### Stored entries:
╭──

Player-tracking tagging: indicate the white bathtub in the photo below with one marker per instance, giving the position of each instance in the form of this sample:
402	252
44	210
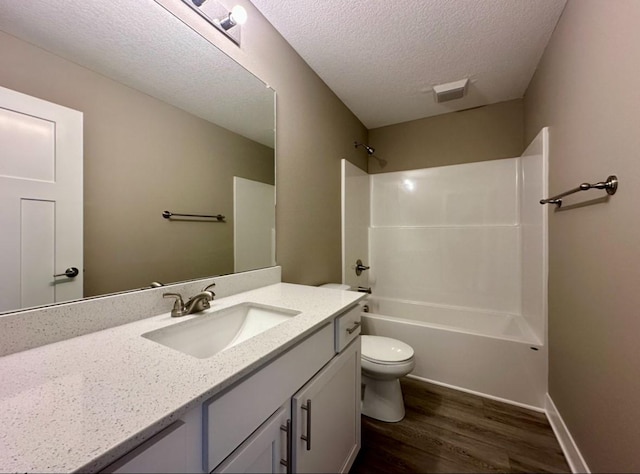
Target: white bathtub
492	354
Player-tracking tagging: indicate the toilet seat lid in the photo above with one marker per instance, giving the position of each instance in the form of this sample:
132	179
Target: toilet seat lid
385	349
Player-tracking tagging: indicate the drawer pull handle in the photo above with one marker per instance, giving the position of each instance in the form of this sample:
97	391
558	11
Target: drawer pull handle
353	328
287	463
307	437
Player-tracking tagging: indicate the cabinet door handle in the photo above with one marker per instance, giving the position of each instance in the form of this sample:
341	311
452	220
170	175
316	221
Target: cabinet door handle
307	437
355	326
287	463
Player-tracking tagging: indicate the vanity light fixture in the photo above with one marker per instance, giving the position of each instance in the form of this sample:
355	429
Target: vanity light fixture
227	22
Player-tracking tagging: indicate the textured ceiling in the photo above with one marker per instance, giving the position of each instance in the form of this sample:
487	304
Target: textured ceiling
382	57
140	44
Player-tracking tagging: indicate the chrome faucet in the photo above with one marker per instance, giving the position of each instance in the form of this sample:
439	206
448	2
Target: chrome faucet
195	304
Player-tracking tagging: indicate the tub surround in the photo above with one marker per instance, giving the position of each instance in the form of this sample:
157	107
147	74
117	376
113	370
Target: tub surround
81	403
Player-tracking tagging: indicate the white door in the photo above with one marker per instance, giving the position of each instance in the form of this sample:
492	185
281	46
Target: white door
254	224
355	224
268	450
40	201
326	416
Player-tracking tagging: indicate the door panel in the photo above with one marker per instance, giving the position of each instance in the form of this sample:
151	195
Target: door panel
264	449
254	224
37	252
40	201
333	423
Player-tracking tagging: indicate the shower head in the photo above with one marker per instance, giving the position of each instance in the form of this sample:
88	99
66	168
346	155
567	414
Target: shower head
370	150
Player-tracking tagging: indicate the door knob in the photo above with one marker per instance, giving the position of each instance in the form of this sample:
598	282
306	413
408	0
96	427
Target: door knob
360	267
70	272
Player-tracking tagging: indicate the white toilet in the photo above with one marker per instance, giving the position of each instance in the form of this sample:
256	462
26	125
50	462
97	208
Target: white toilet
384	361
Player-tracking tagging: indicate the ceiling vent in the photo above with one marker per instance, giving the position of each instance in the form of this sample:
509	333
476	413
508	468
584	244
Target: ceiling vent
450	90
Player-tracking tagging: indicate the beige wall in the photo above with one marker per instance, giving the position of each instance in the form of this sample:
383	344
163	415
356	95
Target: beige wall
585	90
142	156
314	131
484	133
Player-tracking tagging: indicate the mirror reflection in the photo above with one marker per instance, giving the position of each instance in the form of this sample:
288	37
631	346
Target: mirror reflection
168	123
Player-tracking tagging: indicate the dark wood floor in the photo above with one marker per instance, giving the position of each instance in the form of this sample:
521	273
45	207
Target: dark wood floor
445	430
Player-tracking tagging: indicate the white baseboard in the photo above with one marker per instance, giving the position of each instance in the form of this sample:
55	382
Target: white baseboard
480	394
568	445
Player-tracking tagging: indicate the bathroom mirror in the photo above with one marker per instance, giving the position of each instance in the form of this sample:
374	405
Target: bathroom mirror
170	123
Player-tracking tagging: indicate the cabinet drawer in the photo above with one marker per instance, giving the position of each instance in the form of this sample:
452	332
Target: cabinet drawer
347	327
163	452
231	418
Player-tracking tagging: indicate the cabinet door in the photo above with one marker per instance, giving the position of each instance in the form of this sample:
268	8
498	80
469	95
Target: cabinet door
266	450
326	414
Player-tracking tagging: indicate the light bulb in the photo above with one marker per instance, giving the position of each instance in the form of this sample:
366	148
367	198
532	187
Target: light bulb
239	15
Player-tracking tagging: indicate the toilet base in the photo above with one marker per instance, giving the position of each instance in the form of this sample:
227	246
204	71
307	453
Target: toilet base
382	399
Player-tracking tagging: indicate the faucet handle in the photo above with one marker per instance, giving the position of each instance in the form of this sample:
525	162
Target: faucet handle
206	288
178	306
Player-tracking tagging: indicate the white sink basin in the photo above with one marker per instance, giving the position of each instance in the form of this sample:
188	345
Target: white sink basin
215	331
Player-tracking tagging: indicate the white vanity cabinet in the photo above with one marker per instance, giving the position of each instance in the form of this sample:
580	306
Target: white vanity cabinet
327	416
266	450
263	422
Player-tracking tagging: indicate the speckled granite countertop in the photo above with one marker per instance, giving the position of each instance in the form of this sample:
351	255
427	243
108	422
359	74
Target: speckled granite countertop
82	403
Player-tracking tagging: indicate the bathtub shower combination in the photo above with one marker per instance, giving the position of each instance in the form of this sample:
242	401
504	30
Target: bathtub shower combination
458	258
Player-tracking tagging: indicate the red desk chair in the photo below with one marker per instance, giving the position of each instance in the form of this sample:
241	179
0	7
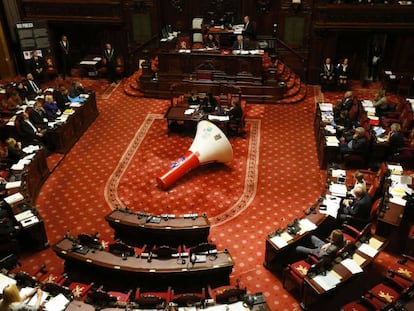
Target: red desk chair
80	290
158	300
122	299
296	272
359	305
188	299
227	294
382	295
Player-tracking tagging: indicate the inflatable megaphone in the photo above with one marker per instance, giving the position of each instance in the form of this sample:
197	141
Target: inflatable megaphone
209	145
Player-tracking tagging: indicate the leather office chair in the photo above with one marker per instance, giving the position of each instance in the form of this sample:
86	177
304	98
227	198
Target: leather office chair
227	294
152	300
188	299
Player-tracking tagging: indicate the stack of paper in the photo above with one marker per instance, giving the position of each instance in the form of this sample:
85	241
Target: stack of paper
14	198
306	225
368	250
351	265
332	141
328	281
57	303
338	190
325	106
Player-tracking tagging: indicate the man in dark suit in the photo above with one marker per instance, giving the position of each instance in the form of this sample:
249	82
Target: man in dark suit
28	130
110	62
360	206
239	45
248	29
37	116
33	88
37	66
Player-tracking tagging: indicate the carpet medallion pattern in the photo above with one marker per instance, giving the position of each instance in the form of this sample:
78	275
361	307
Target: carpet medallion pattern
132	183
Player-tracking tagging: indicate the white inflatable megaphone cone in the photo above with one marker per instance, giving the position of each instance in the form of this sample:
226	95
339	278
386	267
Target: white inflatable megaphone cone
209	145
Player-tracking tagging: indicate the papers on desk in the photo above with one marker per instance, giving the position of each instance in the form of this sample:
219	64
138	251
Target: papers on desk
378	130
395	169
327	281
306	225
24	215
4	281
19	166
332	141
14	198
89	62
368	250
367	103
329	128
31	148
332	204
57	303
13	184
218	118
338	190
32	300
351	265
189	111
338	173
282	240
325	106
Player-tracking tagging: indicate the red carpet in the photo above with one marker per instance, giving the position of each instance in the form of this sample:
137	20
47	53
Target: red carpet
273	178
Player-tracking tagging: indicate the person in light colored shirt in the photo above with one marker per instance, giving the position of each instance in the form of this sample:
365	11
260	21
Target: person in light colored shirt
13	301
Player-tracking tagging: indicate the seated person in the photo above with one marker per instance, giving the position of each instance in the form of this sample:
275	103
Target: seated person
211	41
194	99
327	75
321	248
343	72
62	97
395	138
29	131
239	45
76	89
209	103
13	301
14	101
356	143
359	206
38	116
14	150
51	108
359	182
344	104
380	102
22	90
33	87
343	124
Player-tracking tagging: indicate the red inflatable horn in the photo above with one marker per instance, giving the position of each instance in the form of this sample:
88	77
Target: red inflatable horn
209	145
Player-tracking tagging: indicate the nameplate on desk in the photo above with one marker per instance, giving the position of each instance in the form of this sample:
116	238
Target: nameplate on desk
14	198
23	215
29	221
13	184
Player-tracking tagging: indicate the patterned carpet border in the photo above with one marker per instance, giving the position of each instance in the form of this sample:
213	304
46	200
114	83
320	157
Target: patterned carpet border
250	184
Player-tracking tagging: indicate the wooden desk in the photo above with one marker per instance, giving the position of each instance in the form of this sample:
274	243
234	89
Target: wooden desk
134	229
112	271
62	138
314	293
278	258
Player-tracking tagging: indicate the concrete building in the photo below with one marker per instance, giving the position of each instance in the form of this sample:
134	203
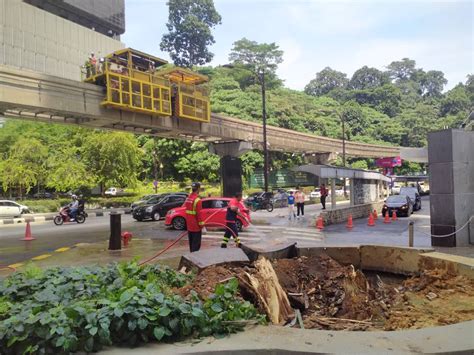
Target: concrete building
58	38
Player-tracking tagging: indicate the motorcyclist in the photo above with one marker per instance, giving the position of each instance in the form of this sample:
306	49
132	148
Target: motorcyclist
73	207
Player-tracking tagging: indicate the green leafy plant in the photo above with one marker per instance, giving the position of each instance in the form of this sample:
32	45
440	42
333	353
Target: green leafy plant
63	310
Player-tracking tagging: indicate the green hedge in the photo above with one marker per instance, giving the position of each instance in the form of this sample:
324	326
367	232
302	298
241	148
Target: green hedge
84	309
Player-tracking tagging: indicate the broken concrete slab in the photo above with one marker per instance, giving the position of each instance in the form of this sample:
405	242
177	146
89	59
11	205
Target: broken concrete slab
453	263
270	251
345	255
215	256
398	260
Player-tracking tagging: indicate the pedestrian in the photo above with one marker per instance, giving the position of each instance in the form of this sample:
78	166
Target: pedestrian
299	198
324	194
233	210
193	223
291	206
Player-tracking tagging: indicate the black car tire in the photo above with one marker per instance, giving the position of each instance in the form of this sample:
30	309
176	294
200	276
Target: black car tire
239	225
179	223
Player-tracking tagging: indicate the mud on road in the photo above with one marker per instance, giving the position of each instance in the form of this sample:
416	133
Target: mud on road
338	297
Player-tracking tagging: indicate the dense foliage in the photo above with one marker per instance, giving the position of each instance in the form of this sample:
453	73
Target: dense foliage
63	310
189	25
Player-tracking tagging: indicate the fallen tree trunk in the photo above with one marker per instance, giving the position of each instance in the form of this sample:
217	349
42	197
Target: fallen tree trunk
264	287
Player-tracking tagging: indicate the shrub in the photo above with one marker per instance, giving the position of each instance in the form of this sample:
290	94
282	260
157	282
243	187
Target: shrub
63	310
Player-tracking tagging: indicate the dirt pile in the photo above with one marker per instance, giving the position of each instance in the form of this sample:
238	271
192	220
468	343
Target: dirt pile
332	296
434	298
337	297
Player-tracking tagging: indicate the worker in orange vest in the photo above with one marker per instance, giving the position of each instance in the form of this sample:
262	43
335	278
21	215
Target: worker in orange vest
193	224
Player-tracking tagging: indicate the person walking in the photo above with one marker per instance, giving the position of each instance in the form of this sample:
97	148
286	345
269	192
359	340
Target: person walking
193	224
233	210
299	198
291	206
324	194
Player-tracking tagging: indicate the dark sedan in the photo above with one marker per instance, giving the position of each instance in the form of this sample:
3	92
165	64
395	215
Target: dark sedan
157	207
401	204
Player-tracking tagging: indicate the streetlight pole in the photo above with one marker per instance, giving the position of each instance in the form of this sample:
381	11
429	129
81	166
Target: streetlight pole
264	116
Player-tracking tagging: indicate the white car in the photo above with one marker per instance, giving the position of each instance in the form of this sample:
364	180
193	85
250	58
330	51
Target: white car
113	191
12	209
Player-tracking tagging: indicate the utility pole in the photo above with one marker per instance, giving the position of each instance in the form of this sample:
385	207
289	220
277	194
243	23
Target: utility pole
264	116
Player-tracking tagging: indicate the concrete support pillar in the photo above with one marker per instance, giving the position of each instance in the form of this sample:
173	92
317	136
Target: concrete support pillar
321	158
451	166
231	167
351	191
333	193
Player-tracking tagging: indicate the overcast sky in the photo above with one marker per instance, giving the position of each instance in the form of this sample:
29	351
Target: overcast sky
344	35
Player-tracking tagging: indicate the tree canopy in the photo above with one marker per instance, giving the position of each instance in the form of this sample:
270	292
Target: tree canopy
189	25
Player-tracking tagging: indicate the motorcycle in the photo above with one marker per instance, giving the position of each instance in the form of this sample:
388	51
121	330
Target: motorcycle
64	216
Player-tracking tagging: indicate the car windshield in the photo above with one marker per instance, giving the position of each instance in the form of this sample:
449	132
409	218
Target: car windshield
397	199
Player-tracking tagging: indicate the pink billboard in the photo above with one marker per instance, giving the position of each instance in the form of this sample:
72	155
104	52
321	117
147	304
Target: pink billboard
388	162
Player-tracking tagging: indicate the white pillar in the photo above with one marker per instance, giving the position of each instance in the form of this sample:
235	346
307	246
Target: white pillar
333	193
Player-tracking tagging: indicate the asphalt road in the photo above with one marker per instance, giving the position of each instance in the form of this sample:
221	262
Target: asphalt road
50	237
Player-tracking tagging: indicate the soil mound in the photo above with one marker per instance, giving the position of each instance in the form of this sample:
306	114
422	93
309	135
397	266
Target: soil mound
336	297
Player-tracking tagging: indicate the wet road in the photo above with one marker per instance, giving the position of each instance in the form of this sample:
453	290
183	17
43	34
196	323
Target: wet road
50	237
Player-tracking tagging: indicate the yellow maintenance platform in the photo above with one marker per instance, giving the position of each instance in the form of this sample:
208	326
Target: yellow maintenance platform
138	82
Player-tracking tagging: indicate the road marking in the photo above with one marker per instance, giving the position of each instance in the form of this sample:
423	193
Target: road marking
17	265
41	257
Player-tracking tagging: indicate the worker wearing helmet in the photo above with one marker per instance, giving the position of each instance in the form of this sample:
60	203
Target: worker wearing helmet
73	207
233	210
193	224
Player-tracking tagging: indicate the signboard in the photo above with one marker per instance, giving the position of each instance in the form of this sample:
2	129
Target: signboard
282	178
389	162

╰──

Scan the records for the string "below" and show every line that contains it.

Player-tracking tagging: indicate the white bathtub in the photo below with one marker per instance, giving the position of each instance in the form of this sample:
Player-tracking tagging: indicate the red desk chair in the photo below with one marker per instance, giving the position of each instance in the form of this sample:
Player-tracking tagging: indicate the concrete building in the photo below with one marker per instance, giving the position of each instance in the form of this sample:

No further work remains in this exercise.